[EXCERPTED RECORDS Boundary: Start]

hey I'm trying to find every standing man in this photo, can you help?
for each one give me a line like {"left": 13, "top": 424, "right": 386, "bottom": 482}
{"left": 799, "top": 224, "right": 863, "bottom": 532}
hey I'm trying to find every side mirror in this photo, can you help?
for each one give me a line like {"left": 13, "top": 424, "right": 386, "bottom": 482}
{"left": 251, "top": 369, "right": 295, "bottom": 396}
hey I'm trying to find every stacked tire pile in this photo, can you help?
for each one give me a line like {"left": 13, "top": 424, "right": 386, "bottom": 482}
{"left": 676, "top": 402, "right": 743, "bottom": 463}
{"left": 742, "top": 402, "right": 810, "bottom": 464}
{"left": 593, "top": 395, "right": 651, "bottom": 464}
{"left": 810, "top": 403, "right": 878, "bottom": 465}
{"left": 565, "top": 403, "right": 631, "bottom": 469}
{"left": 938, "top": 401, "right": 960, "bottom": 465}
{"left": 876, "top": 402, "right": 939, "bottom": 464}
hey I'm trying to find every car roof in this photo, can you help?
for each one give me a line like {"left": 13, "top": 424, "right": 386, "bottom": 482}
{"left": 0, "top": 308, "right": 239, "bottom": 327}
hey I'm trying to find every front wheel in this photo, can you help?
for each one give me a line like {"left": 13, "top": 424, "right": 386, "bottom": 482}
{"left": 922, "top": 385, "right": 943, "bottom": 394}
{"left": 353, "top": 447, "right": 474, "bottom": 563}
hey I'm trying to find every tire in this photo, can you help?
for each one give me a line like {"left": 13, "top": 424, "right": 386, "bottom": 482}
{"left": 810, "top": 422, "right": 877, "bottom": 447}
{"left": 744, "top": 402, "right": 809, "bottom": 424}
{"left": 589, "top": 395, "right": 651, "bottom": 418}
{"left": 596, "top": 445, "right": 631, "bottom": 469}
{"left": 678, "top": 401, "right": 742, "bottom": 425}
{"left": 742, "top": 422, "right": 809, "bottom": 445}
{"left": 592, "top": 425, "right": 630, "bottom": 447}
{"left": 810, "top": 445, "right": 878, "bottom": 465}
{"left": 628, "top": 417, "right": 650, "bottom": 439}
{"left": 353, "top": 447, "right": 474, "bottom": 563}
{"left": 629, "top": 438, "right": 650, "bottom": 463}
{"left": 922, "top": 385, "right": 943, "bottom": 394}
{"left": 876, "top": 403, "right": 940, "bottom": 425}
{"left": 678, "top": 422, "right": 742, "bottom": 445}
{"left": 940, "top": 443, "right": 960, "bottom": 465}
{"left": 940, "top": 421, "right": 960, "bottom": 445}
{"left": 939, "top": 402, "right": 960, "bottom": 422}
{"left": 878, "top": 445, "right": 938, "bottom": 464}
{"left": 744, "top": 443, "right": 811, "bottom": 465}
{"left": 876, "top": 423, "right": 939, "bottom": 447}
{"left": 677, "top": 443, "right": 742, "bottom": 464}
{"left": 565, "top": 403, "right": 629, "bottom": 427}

[EXCERPTED RECORDS Boundary: End]

## WHAT IS BEING ASKED
Every line in the listing that holds the string "trying" should be copied out.

## WRITTEN RESPONSE
hey I'm trying to find every standing man in this photo, can you help?
hey I'm trying to find every side mirror in this photo, can you help?
hey I'm trying to find every stacked tire pile in this photo, can you help?
hey I'm trying to find every car roof in this photo, can you help?
hey I'm trying to find every front wheel in this photo, can you help?
hey I'm trying to find every tire in this photo, can you help?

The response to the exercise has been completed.